説明

溶媒を含まない生物由来のエマルション

【課題】生物由来のアモルファスポリエステルを有機溶剤を用いずに入荷させ、水中に分散したナノサイズの粒子(ラテックス)を作成する組成物及びプロセスを提供する。
【解決手段】生物由来のポリエステルと任意要素の可塑剤を接触させ、混合物を作成する、混合物を中和する、混合物を溶融混合する、溶融混合物と水を接触させ、ラテックスをを含む水中油エマルジョンを作成する、ラッテクスを回収することとを含む、プロセス。生物由来のポリエステル樹脂が、天然トリグリセリド植物油、フェノール系植物油、これらの組み合わせからなる群から選択される材料から誘導される、プロセス。

【発明の詳細な説明】
【技術分野】
【0001】
本開示は、トナーを製造する際に有用な樹脂エマルションを製造するためのプロセスに関する。
【発明の概要】
【0002】
本開示は、トナーを製造するプロセス、およびそれによって製造されるトナーを提供する。いくつかの実施形態では、本開示のプロセスは、少なくとも1つの生物由来のアモルファスポリエステル樹脂と、任意要素の可塑剤とを接触させ、あらかじめ混合した混合物を作成することと、このあらかじめ混合した混合物を中和剤で中和することと、このあらかじめ混合した混合物と界面活性剤とを接触させることと、このあらかじめ混合した混合物を溶融混合することと、この溶融混合した混合物と脱イオン水とを接触させ、ラテックスを含む水中油エマルションを作成することと、このラテックスを回収することとを含む。
【図面の簡単な説明】
【0003】
【図1】本開示の実施形態にかかる生物由来の樹脂ラテックスを調製するための押出機の概略図である。
【図2】本開示の実施例1で作成されたエマルションの粒径分布を示すグラフである。
【図3】本開示の実施例2で作成されたエマルションの粒径分布を示すグラフである。
【図4】本開示の実施例3で作成されたエマルションの粒径分布を示すグラフである。
【図5】本開示の実施例4で作成されたエマルションの粒径分布を示すグラフである。
【発明を実施するための形態】
【0004】
EAトナーを製造するために、生物由来の樹脂を用いる従来のプロセスは、まず、この樹脂を水性分散物(ラテックス)に変換することを含む。しかし、生物由来の樹脂は、毒性のある有機溶媒(例えば、ジクロロメタン)にしか溶解せず、実験室のスケールでは、安定化剤として界面活性剤を用い、フラッシュ式溶媒蒸留プロセスを経て乳化させることができるのみである。しかし、フラッシュ式溶媒蒸留による乳化プロセスは、10対1の比率の溶媒と樹脂とを使用し、固体含有量が15%未満の低いバッチ収率を有する。この溶媒除去プロセスでは、乳化終了時には蒸発させるべき大量の溶媒を必要とし、これを完結させるのに長い時間がかかる。さらに、毒性のある有機溶媒を用いることは、環境的に問題があり、この溶媒プロセスは、製造スケールでは適用されない可能性がある。

→ 表示情報:
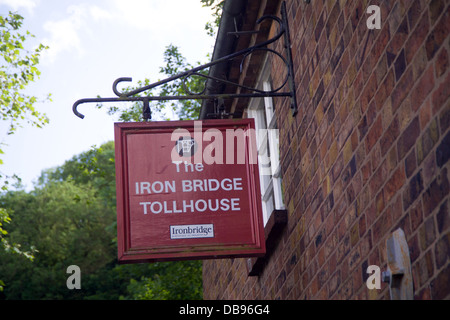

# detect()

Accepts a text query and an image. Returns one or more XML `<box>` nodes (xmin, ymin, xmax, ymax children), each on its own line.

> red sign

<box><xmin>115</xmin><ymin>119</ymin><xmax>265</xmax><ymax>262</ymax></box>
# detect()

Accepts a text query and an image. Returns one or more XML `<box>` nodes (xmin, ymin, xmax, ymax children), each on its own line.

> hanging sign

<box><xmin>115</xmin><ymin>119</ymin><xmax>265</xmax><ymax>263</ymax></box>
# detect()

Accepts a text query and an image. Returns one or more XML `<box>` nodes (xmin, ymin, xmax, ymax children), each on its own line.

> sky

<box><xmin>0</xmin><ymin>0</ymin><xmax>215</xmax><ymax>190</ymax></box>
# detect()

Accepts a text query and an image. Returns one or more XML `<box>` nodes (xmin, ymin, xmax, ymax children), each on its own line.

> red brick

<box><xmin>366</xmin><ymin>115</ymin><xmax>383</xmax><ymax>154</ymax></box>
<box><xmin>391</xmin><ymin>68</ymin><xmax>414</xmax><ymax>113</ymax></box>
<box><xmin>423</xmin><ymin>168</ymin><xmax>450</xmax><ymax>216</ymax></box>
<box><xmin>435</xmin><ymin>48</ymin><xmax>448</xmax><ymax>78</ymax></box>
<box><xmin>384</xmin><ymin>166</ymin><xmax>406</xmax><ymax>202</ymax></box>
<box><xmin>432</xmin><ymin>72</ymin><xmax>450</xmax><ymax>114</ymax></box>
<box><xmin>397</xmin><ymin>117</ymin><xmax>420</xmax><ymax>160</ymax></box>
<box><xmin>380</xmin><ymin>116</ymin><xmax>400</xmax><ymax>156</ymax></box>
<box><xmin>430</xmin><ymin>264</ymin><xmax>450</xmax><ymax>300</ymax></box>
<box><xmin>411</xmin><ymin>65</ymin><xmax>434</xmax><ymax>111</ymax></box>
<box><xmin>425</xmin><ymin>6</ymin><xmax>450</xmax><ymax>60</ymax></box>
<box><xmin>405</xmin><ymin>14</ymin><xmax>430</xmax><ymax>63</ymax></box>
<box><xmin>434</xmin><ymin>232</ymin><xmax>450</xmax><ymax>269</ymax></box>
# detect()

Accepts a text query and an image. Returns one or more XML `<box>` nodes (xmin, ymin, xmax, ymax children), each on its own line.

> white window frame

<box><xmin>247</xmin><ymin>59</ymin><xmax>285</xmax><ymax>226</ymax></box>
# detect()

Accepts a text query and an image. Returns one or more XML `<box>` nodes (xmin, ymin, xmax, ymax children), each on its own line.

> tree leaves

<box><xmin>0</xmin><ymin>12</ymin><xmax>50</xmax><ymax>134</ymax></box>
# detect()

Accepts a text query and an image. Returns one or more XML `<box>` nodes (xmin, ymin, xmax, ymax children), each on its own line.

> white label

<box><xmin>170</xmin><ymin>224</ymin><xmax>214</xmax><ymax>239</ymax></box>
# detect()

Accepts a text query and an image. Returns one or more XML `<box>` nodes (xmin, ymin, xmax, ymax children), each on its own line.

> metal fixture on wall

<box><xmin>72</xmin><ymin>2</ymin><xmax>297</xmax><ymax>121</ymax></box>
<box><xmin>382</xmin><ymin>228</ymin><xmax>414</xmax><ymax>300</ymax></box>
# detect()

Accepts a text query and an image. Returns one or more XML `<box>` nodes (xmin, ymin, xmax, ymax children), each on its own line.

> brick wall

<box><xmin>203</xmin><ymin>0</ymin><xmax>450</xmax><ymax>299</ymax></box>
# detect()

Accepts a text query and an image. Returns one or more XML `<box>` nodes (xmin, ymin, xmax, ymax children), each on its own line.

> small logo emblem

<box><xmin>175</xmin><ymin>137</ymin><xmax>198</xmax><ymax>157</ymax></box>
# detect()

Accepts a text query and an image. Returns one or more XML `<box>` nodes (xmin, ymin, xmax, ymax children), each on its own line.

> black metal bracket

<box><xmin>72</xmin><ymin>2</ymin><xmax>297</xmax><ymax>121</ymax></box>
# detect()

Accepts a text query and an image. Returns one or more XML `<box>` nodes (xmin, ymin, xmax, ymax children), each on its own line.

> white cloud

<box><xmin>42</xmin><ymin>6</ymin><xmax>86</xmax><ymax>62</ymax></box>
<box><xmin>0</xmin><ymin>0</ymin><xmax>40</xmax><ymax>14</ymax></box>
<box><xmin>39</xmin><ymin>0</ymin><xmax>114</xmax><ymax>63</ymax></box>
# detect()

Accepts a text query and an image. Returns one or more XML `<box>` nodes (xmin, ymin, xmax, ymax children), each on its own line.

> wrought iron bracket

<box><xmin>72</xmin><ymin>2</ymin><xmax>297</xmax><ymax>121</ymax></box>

→ 課題要件: 原文の「溶媒を含まない生物由来のエマルション」を含む語句で始まり「クスを回収することとを含む。」で終わる部分を、「トナー」を「インク」に変えて書き出すこと。 上の各行は、原文とは別の資料である。

→ 課題の解答:
溶媒を含まない生物由来のエマルション

【課題】生物由来のアモルファスポリエステルを有機溶剤を用いずに入荷させ、水中に分散したナノサイズの粒子(ラテックス)を作成する組成物及びプロセスを提供する。
【解決手段】生物由来のポリエステルと任意要素の可塑剤を接触させ、混合物を作成する、混合物を中和する、混合物を溶融混合する、溶融混合物と水を接触させ、ラテックスをを含む水中油エマルジョンを作成する、ラッテクスを回収することとを含む、プロセス。生物由来のポリエステル樹脂が、天然トリグリセリド植物油、フェノール系植物油、これらの組み合わせからなる群から選択される材料から誘導される、プロセス。

【発明の詳細な説明】
【技術分野】
【0001】
本開示は、インクを製造する際に有用な樹脂エマルションを製造するためのプロセスに関する。
【発明の概要】
【0002】
本開示は、インクを製造するプロセス、およびそれによって製造されるインクを提供する。いくつかの実施形態では、本開示のプロセスは、少なくとも1つの生物由来のアモルファスポリエステル樹脂と、任意要素の可塑剤とを接触させ、あらかじめ混合した混合物を作成することと、このあらかじめ混合した混合物を中和剤で中和することと、このあらかじめ混合した混合物と界面活性剤とを接触させることと、このあらかじめ混合した混合物を溶融混合することと、この溶融混合した混合物と脱イオン水とを接触させ、ラテックスを含む水中油エマルションを作成することと、このラテックスを回収することとを含む。